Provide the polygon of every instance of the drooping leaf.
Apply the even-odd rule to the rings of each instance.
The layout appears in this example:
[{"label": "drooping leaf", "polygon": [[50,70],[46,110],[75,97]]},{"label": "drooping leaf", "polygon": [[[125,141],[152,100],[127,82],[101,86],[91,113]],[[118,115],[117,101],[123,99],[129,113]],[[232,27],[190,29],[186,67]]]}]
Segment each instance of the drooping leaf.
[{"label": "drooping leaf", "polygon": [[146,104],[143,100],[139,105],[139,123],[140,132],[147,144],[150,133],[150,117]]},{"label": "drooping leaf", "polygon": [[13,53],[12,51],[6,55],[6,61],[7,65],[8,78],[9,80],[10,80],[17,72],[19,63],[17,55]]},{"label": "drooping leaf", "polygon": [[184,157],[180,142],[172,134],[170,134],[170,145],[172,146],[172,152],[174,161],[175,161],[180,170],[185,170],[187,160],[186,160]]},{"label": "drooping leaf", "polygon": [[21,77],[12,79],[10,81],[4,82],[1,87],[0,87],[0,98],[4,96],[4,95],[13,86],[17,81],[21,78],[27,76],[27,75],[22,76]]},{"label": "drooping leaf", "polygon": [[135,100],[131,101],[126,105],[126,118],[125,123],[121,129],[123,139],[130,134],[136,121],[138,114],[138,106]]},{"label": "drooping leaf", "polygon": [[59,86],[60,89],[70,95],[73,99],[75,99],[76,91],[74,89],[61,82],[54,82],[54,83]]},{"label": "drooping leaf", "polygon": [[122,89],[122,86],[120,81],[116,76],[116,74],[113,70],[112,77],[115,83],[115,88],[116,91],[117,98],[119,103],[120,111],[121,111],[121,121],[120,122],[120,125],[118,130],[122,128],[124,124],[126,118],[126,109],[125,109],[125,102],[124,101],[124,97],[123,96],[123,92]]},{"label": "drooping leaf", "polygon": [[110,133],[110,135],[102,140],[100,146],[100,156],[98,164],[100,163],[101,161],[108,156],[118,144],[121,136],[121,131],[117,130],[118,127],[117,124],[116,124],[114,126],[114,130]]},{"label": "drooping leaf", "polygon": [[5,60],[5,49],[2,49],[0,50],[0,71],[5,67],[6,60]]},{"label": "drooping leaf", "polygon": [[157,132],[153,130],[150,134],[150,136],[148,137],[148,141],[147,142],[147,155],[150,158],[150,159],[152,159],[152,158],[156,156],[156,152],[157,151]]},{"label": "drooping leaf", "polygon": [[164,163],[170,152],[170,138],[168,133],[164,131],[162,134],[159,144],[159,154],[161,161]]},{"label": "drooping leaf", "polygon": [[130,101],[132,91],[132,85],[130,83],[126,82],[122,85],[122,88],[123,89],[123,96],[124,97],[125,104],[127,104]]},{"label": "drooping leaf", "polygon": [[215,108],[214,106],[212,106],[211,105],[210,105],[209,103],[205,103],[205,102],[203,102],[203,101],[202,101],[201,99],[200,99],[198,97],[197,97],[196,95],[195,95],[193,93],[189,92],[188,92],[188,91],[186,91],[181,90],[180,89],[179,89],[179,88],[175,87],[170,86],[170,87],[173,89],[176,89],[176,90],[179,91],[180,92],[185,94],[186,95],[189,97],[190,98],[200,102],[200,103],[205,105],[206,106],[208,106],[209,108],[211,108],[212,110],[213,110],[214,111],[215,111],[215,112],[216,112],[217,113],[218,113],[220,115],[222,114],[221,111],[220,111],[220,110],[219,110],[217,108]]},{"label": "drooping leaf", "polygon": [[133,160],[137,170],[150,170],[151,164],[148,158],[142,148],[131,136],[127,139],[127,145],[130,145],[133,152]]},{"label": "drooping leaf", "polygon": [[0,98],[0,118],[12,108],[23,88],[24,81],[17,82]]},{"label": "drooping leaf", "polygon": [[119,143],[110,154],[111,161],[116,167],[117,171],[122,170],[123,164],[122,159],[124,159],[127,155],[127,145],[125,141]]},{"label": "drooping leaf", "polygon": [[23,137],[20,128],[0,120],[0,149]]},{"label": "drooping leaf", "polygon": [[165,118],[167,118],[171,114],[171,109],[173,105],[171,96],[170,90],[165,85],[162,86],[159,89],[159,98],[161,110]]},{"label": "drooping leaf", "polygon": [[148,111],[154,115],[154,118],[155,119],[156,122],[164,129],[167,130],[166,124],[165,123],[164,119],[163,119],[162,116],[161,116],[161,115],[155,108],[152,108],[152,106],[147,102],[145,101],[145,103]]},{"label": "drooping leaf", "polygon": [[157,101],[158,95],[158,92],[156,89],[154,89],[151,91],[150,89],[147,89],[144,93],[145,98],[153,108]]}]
****************
• Task: Please retype all of the lines above, character for character.

• Reply to the exercise:
Provide the polygon of every instance of the drooping leaf.
Apply the even-odd rule to the rings of each instance.
The layout appears in this example:
[{"label": "drooping leaf", "polygon": [[50,70],[46,110],[75,97]]},{"label": "drooping leaf", "polygon": [[[125,141],[152,100],[127,82],[101,86],[91,113]],[[118,115],[117,101],[123,99],[129,113]],[[232,27],[190,29],[186,67]]]}]
Segment each instance of the drooping leaf.
[{"label": "drooping leaf", "polygon": [[146,104],[143,100],[139,105],[139,123],[140,132],[147,144],[150,133],[150,117]]},{"label": "drooping leaf", "polygon": [[13,53],[12,51],[6,55],[6,61],[7,65],[8,78],[9,80],[10,80],[17,72],[19,63],[17,55]]},{"label": "drooping leaf", "polygon": [[184,157],[180,142],[172,134],[170,134],[170,145],[172,146],[172,152],[174,161],[175,161],[180,170],[185,170],[187,160],[186,160]]},{"label": "drooping leaf", "polygon": [[21,77],[12,79],[10,81],[4,82],[1,87],[0,87],[0,98],[4,96],[4,95],[13,86],[17,81],[21,78],[27,76],[27,75],[22,76]]},{"label": "drooping leaf", "polygon": [[135,100],[131,101],[126,105],[126,118],[125,123],[121,129],[123,139],[130,134],[136,121],[138,114],[138,106]]},{"label": "drooping leaf", "polygon": [[59,86],[60,89],[70,95],[73,99],[75,99],[76,91],[74,89],[61,82],[54,82],[54,83]]},{"label": "drooping leaf", "polygon": [[122,89],[122,86],[120,81],[116,76],[116,74],[113,70],[112,77],[115,83],[115,88],[116,91],[117,98],[119,103],[120,111],[121,111],[121,121],[120,122],[120,125],[118,130],[122,128],[124,124],[126,118],[126,109],[125,109],[125,102],[124,101],[124,97],[123,96],[123,92]]},{"label": "drooping leaf", "polygon": [[110,133],[110,135],[102,140],[100,146],[100,156],[98,164],[100,163],[101,161],[108,156],[118,144],[121,136],[121,131],[117,130],[118,127],[117,124],[116,124],[114,126],[114,130]]},{"label": "drooping leaf", "polygon": [[5,60],[5,49],[2,49],[0,50],[0,71],[5,67],[6,60]]},{"label": "drooping leaf", "polygon": [[157,132],[153,130],[150,134],[150,136],[148,137],[148,141],[147,142],[147,155],[150,158],[150,159],[152,159],[152,158],[156,156],[156,152],[157,151]]},{"label": "drooping leaf", "polygon": [[164,163],[170,152],[170,138],[168,133],[164,131],[162,134],[159,144],[159,154],[161,161]]},{"label": "drooping leaf", "polygon": [[130,101],[132,91],[132,85],[130,83],[126,82],[122,85],[122,88],[123,89],[123,96],[124,97],[125,104],[127,104]]},{"label": "drooping leaf", "polygon": [[215,108],[214,106],[212,106],[211,105],[210,105],[209,103],[205,103],[205,102],[203,102],[203,101],[202,101],[201,99],[200,99],[198,97],[197,97],[196,95],[195,95],[193,93],[189,92],[188,92],[188,91],[186,91],[181,90],[180,89],[179,89],[179,88],[175,87],[170,86],[170,87],[173,89],[176,89],[176,90],[179,91],[180,92],[185,94],[186,95],[189,97],[190,98],[200,102],[200,103],[205,105],[206,106],[208,106],[209,108],[211,108],[212,110],[213,110],[214,111],[215,111],[215,112],[216,112],[217,113],[218,113],[220,115],[222,114],[221,111],[220,111],[220,110],[219,110],[217,108]]},{"label": "drooping leaf", "polygon": [[133,160],[137,170],[150,170],[151,164],[148,158],[142,148],[131,136],[127,139],[127,145],[130,145],[133,152]]},{"label": "drooping leaf", "polygon": [[0,98],[0,118],[12,108],[23,88],[24,81],[17,82]]},{"label": "drooping leaf", "polygon": [[119,143],[110,154],[111,161],[116,167],[117,171],[122,170],[123,164],[122,159],[124,159],[127,155],[127,145],[125,141]]},{"label": "drooping leaf", "polygon": [[23,137],[20,128],[0,120],[0,149]]},{"label": "drooping leaf", "polygon": [[165,118],[167,118],[171,114],[171,109],[173,105],[171,96],[170,90],[165,85],[162,86],[159,89],[159,98],[161,110]]},{"label": "drooping leaf", "polygon": [[148,111],[154,115],[154,118],[155,119],[156,122],[164,129],[167,130],[166,124],[165,123],[164,119],[163,119],[162,116],[161,116],[161,115],[155,108],[152,108],[152,106],[147,102],[145,101],[145,103]]},{"label": "drooping leaf", "polygon": [[157,101],[158,95],[158,92],[156,89],[154,89],[151,91],[150,89],[147,89],[144,93],[145,98],[153,108]]}]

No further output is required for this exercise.